%%

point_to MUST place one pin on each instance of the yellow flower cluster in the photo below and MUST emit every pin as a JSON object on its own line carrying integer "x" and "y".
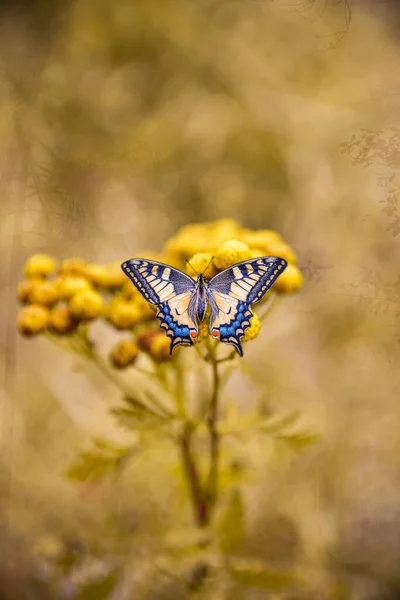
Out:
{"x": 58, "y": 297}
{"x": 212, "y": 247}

%%
%%

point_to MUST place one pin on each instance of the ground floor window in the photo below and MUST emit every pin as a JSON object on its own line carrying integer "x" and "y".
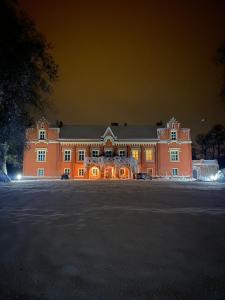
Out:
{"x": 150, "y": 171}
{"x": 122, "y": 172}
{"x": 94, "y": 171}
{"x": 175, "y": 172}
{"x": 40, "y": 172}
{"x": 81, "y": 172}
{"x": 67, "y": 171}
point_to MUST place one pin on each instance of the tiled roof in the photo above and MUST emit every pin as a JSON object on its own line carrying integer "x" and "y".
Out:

%%
%%

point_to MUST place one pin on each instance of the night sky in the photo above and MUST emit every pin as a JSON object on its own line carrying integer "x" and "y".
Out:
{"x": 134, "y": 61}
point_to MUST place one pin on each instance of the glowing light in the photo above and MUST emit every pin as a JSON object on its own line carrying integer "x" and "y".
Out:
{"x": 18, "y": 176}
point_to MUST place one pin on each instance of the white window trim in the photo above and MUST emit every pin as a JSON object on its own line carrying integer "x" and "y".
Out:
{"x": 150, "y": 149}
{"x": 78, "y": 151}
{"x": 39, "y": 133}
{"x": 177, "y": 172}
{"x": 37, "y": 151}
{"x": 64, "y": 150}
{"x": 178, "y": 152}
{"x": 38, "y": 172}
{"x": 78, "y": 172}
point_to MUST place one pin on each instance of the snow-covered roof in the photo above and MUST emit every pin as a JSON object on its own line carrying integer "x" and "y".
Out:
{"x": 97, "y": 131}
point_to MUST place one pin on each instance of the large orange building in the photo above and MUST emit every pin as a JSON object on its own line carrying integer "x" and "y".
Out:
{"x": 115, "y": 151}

%%

### Task statement
Pull out every line in the rows above that contains the word "window", and copy each one in full.

### Task solution
point_to MUST place one pin on each instance of the ground floor window in the photo below and MUST emit every pin as a JSON object on its own line carrying integer "x" and "y".
point_to MUST place one pin on each instance of the white window trim in the photo above and MUST emit every pin as a JSON object on its own line carrying integer "x" and "y".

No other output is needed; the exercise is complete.